Source records
★ ★ ★ ★ ★
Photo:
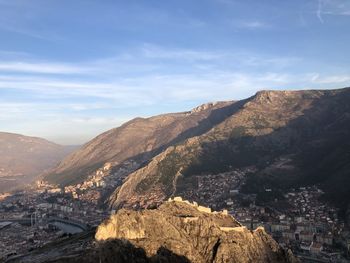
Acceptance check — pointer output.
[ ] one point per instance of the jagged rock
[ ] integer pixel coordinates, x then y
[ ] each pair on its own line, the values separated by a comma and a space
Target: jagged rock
186, 231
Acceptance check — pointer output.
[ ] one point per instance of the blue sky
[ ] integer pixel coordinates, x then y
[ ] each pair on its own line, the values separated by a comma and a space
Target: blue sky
70, 70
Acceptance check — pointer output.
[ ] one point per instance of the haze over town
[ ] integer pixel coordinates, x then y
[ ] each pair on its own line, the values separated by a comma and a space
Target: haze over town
68, 73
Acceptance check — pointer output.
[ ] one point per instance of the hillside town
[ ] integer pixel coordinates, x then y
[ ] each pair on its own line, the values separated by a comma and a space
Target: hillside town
301, 221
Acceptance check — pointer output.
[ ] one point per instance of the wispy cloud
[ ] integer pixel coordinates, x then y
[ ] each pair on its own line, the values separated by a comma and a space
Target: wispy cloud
252, 25
90, 97
43, 68
319, 11
332, 7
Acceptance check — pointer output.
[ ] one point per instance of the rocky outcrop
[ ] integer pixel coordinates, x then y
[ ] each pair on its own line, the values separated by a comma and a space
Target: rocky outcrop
176, 232
190, 231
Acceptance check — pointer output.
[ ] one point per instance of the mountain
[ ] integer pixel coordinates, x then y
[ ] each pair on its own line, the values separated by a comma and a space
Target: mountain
291, 138
139, 139
177, 231
23, 158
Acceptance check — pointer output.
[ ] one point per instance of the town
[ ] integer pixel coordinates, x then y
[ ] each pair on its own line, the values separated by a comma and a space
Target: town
311, 228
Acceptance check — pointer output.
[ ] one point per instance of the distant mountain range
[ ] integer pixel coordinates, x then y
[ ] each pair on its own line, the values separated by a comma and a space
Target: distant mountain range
23, 158
309, 130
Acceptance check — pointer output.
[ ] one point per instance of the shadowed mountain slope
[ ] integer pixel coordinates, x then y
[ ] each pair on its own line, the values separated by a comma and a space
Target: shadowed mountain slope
22, 158
310, 128
139, 139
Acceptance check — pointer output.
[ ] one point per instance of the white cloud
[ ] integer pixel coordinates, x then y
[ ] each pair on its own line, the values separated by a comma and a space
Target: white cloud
252, 25
43, 68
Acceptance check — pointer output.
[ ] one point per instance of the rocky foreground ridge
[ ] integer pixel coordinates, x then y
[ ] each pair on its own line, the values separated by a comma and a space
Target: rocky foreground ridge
177, 231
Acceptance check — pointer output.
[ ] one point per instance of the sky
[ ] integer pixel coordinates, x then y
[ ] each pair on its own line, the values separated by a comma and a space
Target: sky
70, 70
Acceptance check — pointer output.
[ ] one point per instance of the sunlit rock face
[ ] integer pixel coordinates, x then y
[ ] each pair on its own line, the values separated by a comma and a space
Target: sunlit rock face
192, 233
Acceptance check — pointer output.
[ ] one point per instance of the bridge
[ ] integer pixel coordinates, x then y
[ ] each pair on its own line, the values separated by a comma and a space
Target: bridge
52, 220
71, 222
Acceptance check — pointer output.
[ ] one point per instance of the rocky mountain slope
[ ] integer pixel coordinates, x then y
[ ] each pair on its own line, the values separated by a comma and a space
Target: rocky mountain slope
310, 129
139, 139
177, 231
22, 158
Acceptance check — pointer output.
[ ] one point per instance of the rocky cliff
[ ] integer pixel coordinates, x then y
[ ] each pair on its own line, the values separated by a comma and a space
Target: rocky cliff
192, 232
309, 128
22, 158
139, 139
177, 231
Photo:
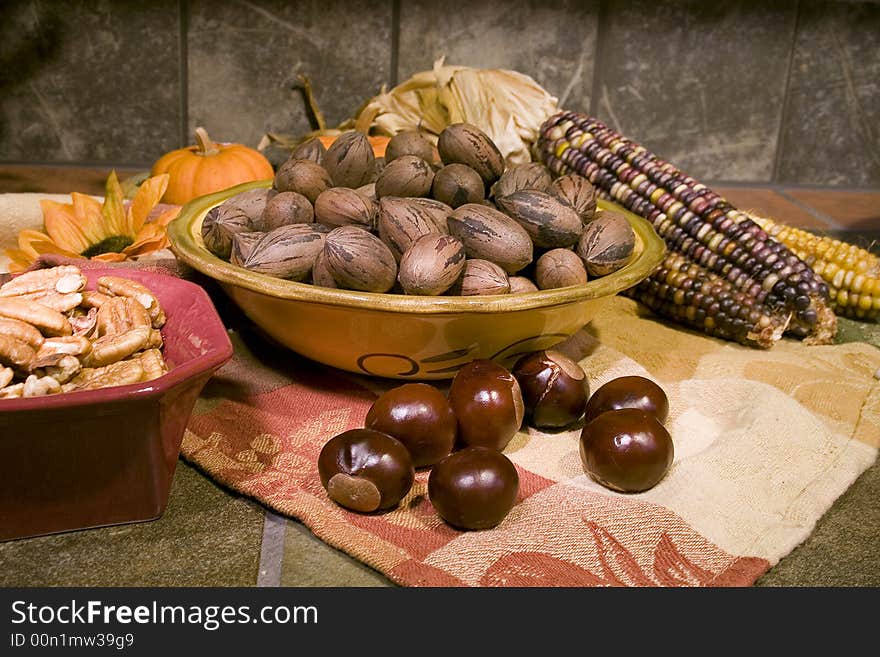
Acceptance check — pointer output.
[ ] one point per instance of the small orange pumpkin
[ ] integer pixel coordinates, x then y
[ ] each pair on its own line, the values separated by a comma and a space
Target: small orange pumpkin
209, 167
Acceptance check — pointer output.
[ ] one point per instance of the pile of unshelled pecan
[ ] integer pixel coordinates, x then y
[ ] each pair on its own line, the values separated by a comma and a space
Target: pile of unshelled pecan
57, 336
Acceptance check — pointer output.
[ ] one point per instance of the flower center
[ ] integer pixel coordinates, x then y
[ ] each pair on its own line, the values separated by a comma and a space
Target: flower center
113, 244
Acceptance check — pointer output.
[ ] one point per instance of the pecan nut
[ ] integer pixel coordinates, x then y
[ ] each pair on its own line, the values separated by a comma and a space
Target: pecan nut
38, 386
121, 314
116, 374
111, 348
47, 320
6, 376
15, 328
64, 279
15, 353
124, 287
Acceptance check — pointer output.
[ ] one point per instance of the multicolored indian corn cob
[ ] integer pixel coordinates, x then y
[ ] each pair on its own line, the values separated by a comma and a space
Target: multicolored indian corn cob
693, 221
684, 291
851, 272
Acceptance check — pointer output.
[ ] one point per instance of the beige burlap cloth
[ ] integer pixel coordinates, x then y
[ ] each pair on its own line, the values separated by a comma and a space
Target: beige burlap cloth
765, 441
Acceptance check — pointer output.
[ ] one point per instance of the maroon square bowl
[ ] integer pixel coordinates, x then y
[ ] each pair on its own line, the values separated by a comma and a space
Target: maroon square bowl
104, 457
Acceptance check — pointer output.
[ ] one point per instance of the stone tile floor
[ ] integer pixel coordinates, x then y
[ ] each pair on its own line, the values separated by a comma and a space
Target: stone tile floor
210, 537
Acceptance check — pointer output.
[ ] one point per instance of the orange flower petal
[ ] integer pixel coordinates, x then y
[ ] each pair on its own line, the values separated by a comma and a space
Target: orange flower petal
151, 238
26, 237
63, 226
116, 220
148, 195
87, 211
18, 260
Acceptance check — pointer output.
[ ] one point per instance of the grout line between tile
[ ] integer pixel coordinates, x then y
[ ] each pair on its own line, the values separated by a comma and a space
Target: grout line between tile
395, 44
272, 550
786, 98
821, 216
183, 71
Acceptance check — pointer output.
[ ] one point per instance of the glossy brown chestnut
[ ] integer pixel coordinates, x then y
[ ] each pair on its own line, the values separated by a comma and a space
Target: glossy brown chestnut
419, 416
627, 450
629, 392
488, 403
365, 470
555, 388
474, 488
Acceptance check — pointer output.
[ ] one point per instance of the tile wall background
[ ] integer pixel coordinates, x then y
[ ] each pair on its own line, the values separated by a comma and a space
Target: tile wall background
782, 92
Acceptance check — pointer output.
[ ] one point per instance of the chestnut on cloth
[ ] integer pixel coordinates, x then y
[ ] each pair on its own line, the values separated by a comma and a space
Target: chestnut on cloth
765, 441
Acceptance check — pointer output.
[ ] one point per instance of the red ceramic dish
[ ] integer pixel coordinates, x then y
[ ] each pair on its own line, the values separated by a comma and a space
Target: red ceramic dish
103, 457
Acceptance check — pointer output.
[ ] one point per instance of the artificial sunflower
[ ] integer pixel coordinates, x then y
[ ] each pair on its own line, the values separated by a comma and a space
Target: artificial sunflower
88, 228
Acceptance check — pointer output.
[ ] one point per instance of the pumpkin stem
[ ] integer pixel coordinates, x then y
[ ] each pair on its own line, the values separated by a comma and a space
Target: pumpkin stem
206, 144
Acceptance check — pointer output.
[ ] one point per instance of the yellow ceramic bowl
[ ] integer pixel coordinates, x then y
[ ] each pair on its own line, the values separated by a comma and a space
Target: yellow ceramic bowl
400, 336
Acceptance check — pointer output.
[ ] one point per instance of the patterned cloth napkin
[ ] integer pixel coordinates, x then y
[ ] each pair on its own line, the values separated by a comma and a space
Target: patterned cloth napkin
765, 441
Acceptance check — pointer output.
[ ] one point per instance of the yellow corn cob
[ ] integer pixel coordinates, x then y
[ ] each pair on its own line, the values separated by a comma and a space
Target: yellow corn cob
851, 272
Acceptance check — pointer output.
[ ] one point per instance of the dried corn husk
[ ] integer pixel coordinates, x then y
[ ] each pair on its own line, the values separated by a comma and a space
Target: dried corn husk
508, 106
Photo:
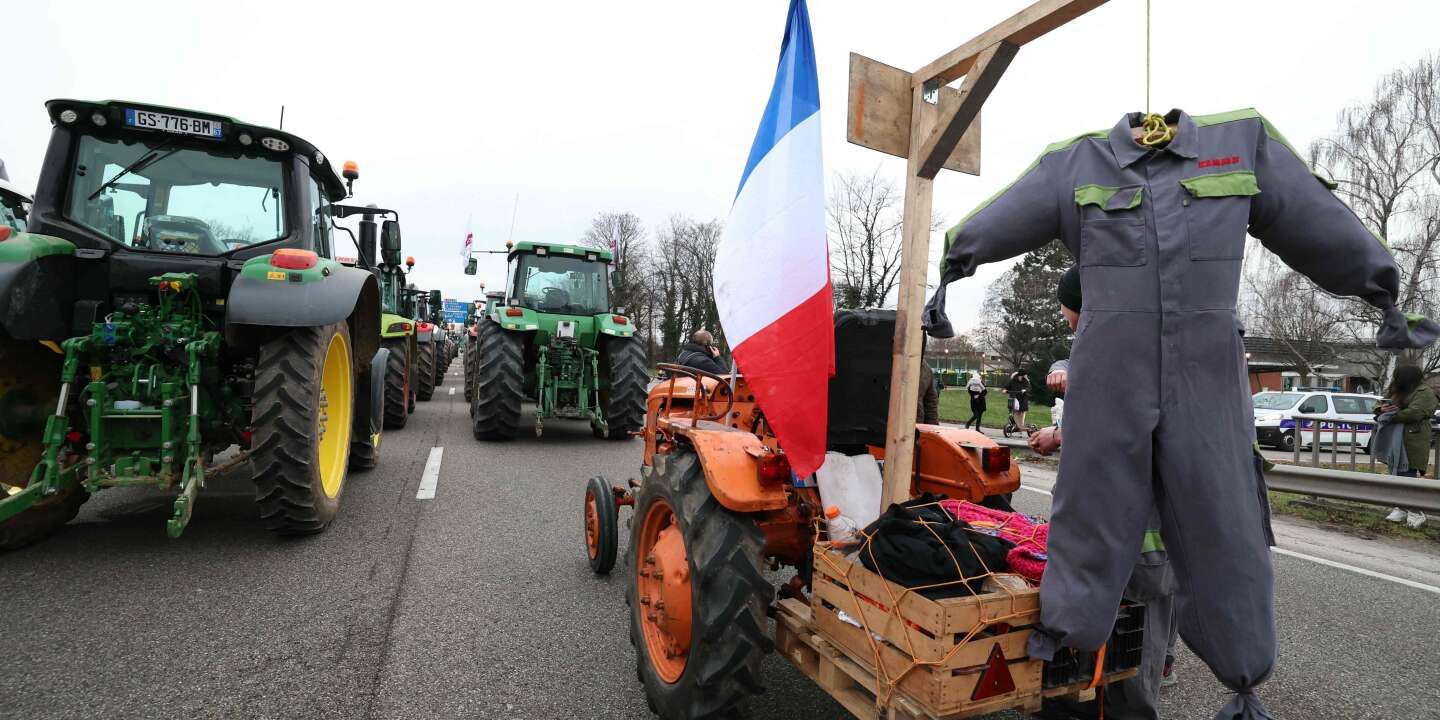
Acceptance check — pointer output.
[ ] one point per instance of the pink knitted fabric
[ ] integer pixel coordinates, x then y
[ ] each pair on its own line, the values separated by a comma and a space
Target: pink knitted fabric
1028, 556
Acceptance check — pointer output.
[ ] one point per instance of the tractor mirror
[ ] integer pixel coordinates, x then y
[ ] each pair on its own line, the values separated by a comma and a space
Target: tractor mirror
390, 242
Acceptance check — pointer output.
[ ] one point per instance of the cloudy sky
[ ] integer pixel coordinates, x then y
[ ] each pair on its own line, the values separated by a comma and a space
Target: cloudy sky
454, 110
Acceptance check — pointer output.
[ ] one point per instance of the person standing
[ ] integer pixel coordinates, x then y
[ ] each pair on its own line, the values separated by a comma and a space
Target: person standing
1410, 403
1018, 390
977, 389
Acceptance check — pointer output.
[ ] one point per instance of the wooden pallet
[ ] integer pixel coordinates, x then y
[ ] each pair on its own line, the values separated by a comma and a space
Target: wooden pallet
874, 673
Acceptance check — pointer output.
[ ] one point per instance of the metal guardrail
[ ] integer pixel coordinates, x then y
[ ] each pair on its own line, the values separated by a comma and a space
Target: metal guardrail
1339, 484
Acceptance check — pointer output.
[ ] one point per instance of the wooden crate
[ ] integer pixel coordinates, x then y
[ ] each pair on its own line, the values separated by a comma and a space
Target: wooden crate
922, 661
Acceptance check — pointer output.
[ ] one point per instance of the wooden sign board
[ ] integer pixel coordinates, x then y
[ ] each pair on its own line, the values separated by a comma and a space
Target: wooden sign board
879, 114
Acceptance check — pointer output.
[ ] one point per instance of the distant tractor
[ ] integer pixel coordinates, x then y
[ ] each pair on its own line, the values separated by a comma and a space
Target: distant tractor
553, 339
174, 294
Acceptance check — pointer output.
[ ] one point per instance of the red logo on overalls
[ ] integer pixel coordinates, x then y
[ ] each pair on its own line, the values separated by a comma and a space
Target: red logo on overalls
1220, 162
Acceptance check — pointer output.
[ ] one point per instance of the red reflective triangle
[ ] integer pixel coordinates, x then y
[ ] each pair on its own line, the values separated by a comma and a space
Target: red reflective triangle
995, 678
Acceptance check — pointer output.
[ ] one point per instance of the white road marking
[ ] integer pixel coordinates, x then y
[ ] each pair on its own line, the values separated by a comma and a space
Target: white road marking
1360, 570
431, 477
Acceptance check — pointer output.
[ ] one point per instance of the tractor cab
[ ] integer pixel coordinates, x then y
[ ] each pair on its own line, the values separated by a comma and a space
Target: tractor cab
141, 185
565, 280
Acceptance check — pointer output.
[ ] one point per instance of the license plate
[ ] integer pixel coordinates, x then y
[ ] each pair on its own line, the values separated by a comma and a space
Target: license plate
167, 123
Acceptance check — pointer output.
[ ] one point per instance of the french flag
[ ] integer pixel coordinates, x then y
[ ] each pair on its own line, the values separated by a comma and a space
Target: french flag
772, 267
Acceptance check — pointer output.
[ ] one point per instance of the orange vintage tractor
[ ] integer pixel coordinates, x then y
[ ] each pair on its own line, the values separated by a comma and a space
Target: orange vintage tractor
717, 506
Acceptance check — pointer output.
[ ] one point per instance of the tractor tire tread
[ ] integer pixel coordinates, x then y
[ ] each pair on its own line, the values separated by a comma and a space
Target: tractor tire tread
498, 383
287, 398
729, 634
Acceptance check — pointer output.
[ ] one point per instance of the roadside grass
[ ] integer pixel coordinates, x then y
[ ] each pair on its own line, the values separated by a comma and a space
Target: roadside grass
955, 406
1351, 516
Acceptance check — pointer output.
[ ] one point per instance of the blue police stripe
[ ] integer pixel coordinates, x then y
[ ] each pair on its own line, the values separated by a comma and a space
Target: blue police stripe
795, 95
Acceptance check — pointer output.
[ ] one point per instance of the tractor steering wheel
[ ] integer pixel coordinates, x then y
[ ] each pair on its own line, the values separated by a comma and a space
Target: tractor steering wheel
555, 298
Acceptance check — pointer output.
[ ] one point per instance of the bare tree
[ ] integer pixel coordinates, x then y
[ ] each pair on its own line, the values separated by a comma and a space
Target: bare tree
1286, 307
624, 235
864, 218
1386, 159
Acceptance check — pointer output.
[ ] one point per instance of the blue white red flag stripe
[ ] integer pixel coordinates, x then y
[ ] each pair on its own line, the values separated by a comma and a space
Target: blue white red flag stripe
772, 267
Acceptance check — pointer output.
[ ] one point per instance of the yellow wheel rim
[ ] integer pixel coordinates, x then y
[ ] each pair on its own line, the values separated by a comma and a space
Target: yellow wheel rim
334, 416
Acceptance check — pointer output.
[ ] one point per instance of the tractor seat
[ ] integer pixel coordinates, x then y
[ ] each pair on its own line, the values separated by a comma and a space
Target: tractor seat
179, 234
860, 389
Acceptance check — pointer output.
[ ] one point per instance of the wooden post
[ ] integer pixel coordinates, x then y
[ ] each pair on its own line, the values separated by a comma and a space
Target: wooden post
938, 123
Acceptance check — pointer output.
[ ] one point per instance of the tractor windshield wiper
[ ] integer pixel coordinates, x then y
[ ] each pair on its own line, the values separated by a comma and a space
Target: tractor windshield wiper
146, 160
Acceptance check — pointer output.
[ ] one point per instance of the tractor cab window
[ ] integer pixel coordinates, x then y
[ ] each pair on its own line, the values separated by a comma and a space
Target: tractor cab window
★ ★ ★ ★ ★
Exercise objective
Gather every line in the material above that contains the string "grout". Treat uppercase and lowercase letters as different.

Response for this exercise
[ ] one point per instance of the grout line between tile
Target: grout line between tile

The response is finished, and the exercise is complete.